## DATA:

○ ○ ○ ○ ○

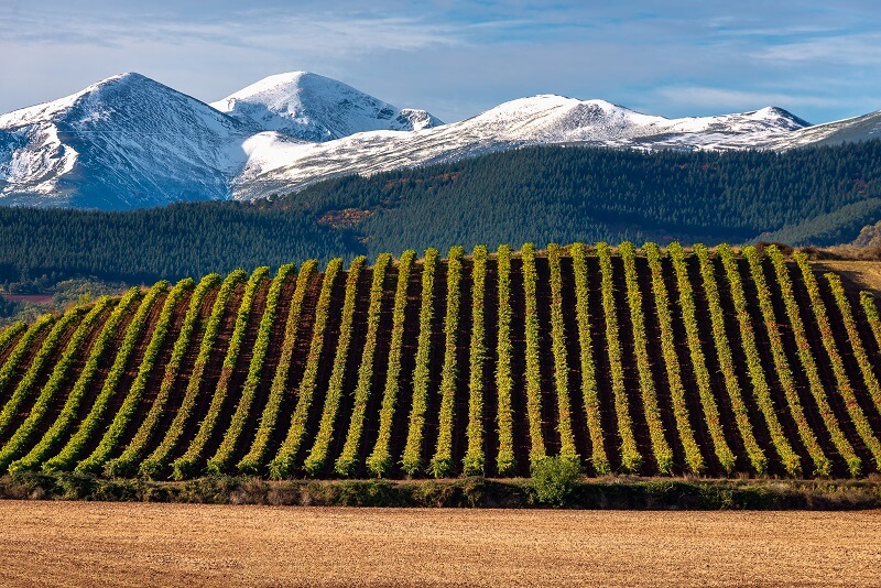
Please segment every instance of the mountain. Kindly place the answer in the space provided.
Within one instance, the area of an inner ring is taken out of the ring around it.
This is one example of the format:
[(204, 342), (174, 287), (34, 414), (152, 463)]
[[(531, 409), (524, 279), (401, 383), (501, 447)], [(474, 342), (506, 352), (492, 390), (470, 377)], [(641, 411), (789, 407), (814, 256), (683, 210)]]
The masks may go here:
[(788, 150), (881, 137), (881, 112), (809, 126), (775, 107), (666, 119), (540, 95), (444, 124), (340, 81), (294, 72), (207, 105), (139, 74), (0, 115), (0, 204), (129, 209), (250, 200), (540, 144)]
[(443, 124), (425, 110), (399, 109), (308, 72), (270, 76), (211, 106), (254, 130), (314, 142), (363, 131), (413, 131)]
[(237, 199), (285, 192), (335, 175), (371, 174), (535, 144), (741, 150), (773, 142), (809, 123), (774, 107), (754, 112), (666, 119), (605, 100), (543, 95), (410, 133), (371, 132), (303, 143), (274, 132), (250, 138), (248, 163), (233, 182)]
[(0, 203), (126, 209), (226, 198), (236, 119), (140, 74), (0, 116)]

○ ○ ○ ○ ○

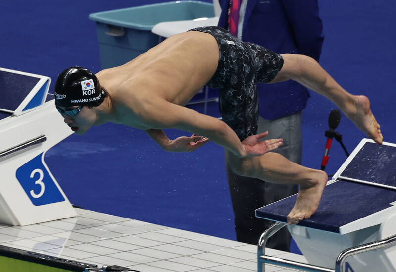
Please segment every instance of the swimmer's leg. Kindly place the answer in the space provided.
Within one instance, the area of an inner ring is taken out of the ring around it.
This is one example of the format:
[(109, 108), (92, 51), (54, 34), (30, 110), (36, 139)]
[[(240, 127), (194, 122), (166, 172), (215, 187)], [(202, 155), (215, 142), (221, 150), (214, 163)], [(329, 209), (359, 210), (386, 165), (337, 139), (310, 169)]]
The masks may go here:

○ ○ ○ ○ ○

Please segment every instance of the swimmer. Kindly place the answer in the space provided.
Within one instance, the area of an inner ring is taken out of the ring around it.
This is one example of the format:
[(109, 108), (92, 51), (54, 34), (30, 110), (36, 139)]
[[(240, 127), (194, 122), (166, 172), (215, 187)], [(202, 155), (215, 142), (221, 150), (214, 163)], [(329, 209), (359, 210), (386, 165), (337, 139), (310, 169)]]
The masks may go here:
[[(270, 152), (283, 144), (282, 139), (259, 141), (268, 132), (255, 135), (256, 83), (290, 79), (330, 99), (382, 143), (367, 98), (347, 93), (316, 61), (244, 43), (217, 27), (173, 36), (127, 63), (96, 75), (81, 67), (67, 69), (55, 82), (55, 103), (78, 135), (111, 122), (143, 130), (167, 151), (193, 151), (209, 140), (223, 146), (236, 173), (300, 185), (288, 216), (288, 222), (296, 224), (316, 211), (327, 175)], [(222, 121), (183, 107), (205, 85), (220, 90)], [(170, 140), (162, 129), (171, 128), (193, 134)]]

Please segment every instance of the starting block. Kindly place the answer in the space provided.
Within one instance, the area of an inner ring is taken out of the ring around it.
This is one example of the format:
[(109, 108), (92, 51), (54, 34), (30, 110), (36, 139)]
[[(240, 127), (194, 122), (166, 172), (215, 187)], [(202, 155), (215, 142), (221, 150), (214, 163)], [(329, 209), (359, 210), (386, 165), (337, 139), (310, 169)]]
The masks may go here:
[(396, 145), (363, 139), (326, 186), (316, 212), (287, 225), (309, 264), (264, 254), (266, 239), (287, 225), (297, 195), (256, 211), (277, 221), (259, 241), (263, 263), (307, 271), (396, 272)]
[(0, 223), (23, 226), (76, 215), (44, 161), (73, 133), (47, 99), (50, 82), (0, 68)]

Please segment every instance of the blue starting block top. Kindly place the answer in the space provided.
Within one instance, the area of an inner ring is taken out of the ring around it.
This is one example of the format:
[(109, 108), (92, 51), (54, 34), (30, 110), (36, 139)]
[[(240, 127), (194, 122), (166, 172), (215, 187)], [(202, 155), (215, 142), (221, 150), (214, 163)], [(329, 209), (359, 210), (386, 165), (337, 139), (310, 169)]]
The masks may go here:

○ ○ ○ ○ ○

## WRITTEN EXERCISE:
Can you update the lines from the one with "Please segment every instance of the mountain." up to and including the one with "74), (0, 116)]" by changing "mountain" to "peak" and leaving everything else as it is? Return only those lines.

## TASK OUTPUT:
Please segment every instance of the peak. Kindly place the answer in the space provided.
Within one instance, the area of an inner ring is taken out of the ring around it.
This is one example of the format:
[(204, 342), (174, 287), (34, 414), (152, 463)]
[[(531, 409), (524, 279), (401, 383), (501, 447)], [(474, 342), (506, 352), (492, 390), (470, 377)], [(641, 411), (789, 407), (814, 256), (683, 210)]]
The masks may go here:
[(788, 150), (881, 137), (881, 112), (809, 126), (775, 107), (666, 119), (540, 95), (444, 124), (340, 81), (294, 72), (207, 105), (139, 74), (0, 115), (0, 204), (129, 209), (250, 200), (540, 144)]
[(443, 124), (425, 110), (399, 109), (308, 72), (270, 76), (211, 106), (254, 130), (314, 142), (363, 131), (413, 131)]
[(237, 199), (285, 192), (335, 175), (371, 174), (535, 144), (741, 150), (773, 142), (809, 123), (774, 107), (754, 112), (666, 119), (605, 100), (543, 95), (410, 133), (371, 132), (303, 143), (274, 132), (250, 138), (248, 163), (233, 182)]
[(0, 203), (126, 209), (226, 198), (236, 119), (140, 74), (0, 116)]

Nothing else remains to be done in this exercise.